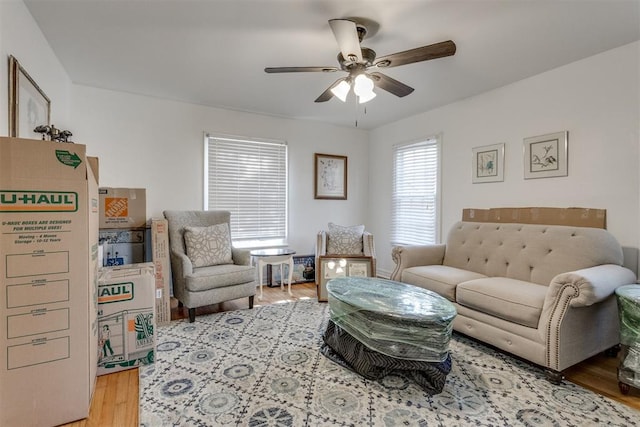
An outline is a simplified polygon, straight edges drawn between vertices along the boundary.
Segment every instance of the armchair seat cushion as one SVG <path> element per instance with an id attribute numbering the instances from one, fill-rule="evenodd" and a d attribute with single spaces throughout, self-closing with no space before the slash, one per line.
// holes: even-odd
<path id="1" fill-rule="evenodd" d="M 249 265 L 221 264 L 194 268 L 185 277 L 186 288 L 191 292 L 234 286 L 255 281 L 256 270 Z"/>
<path id="2" fill-rule="evenodd" d="M 446 265 L 423 265 L 405 269 L 400 281 L 430 289 L 449 301 L 455 301 L 456 286 L 459 283 L 486 277 L 484 274 Z"/>
<path id="3" fill-rule="evenodd" d="M 547 286 L 508 277 L 460 283 L 458 304 L 530 328 L 537 328 Z"/>

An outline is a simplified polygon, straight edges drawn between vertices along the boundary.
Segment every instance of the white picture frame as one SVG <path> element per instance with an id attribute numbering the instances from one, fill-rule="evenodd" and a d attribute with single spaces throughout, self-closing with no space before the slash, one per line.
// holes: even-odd
<path id="1" fill-rule="evenodd" d="M 524 139 L 524 179 L 568 175 L 568 131 Z"/>
<path id="2" fill-rule="evenodd" d="M 475 147 L 471 151 L 474 184 L 504 181 L 504 143 Z"/>

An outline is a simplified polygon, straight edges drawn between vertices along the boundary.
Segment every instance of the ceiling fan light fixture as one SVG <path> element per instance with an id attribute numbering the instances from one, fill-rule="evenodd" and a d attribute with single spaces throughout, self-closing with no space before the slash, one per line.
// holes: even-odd
<path id="1" fill-rule="evenodd" d="M 353 82 L 353 91 L 358 96 L 362 96 L 366 93 L 373 91 L 373 80 L 367 77 L 364 73 L 358 74 Z"/>
<path id="2" fill-rule="evenodd" d="M 342 80 L 338 85 L 331 88 L 331 93 L 338 98 L 342 102 L 347 101 L 347 95 L 349 95 L 349 91 L 351 90 L 351 85 L 347 83 L 346 80 Z"/>
<path id="3" fill-rule="evenodd" d="M 360 104 L 364 104 L 365 102 L 371 101 L 376 97 L 375 92 L 373 91 L 373 80 L 369 78 L 366 74 L 358 74 L 353 81 L 353 91 L 358 96 L 358 100 Z"/>
<path id="4" fill-rule="evenodd" d="M 376 97 L 376 93 L 374 91 L 365 93 L 364 95 L 358 95 L 358 103 L 364 104 L 365 102 L 371 101 L 375 97 Z"/>

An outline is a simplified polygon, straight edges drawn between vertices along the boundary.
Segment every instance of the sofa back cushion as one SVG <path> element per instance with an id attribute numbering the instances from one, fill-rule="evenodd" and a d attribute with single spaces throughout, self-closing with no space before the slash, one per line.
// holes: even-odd
<path id="1" fill-rule="evenodd" d="M 560 273 L 622 261 L 620 244 L 599 228 L 461 221 L 449 231 L 443 265 L 549 285 Z"/>

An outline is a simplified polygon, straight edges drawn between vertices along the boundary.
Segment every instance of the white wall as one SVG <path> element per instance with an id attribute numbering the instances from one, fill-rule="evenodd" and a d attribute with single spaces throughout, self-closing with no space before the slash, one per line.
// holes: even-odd
<path id="1" fill-rule="evenodd" d="M 202 207 L 203 132 L 281 139 L 290 147 L 290 236 L 312 253 L 328 221 L 365 223 L 378 270 L 389 245 L 391 146 L 443 135 L 442 229 L 465 207 L 606 208 L 609 230 L 638 248 L 640 43 L 636 42 L 458 103 L 365 131 L 75 86 L 26 6 L 0 1 L 0 57 L 14 55 L 52 100 L 52 123 L 100 157 L 101 185 L 144 187 L 148 216 Z M 0 117 L 7 117 L 0 72 Z M 428 96 L 428 95 L 425 95 Z M 73 102 L 72 102 L 73 100 Z M 569 131 L 569 176 L 524 180 L 522 139 Z M 8 132 L 0 120 L 0 134 Z M 505 180 L 471 184 L 471 148 L 504 142 Z M 313 153 L 347 155 L 349 200 L 313 199 Z M 369 173 L 371 171 L 371 173 Z"/>
<path id="2" fill-rule="evenodd" d="M 9 55 L 18 60 L 51 100 L 51 123 L 59 129 L 69 129 L 71 80 L 24 3 L 0 0 L 0 135 L 9 132 Z"/>
<path id="3" fill-rule="evenodd" d="M 590 207 L 638 248 L 640 43 L 566 65 L 371 132 L 369 228 L 378 270 L 393 269 L 389 244 L 391 148 L 443 135 L 442 240 L 463 208 Z M 523 179 L 523 138 L 569 131 L 569 175 Z M 471 183 L 473 147 L 505 143 L 504 182 Z"/>
<path id="4" fill-rule="evenodd" d="M 75 85 L 74 140 L 100 159 L 100 185 L 141 187 L 147 216 L 203 208 L 204 132 L 289 146 L 289 246 L 313 254 L 329 221 L 360 224 L 368 206 L 368 133 Z M 348 199 L 314 200 L 314 153 L 348 157 Z"/>
<path id="5" fill-rule="evenodd" d="M 64 23 L 61 23 L 64 25 Z M 289 144 L 289 243 L 312 254 L 329 221 L 366 222 L 368 133 L 77 86 L 22 1 L 0 0 L 0 57 L 15 56 L 51 99 L 51 123 L 100 158 L 100 185 L 143 187 L 147 214 L 203 207 L 203 135 L 220 132 Z M 0 72 L 0 135 L 8 134 L 8 80 Z M 348 200 L 314 200 L 313 154 L 348 156 Z"/>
━━━━
» **Work item**: Search the records for lines holding the word "from", then copy each line you find.

» **Output for this exercise**:
Segment every instance of the armchair seat cushion as one SVG <path> element per instance with an id attribute numbering the instances from one, fill-rule="evenodd" and a d attribute with single spaces throughout, self-closing with no space before the slash, one per line.
Segment every instance of the white picture frame as one SVG <path> element per instance with an id attribute numbering the instances from one, fill-rule="evenodd" and a d attribute with single spaces throughout, self-closing with no space before the slash, one per line.
Segment every instance of the ceiling fan light fixture as one SVG <path> element per instance with an id attribute numbering the instances from one, fill-rule="evenodd" and a d attribute with single spaces throughout, self-closing with no space before the slash, one per line.
Segment every instance of the sofa back cushion as one SVG <path> element per instance with an id attribute numbering the instances from one, fill-rule="evenodd" and a d attribute with single spaces throughout, self-closing with no space before the slash, one per line.
Segment every instance of the white wall as one SVG <path> element per instance with an id attribute numbering the instances from one, fill-rule="evenodd" and a d attribute with single spaces throughout, self-closing with no space before the slash, one per line.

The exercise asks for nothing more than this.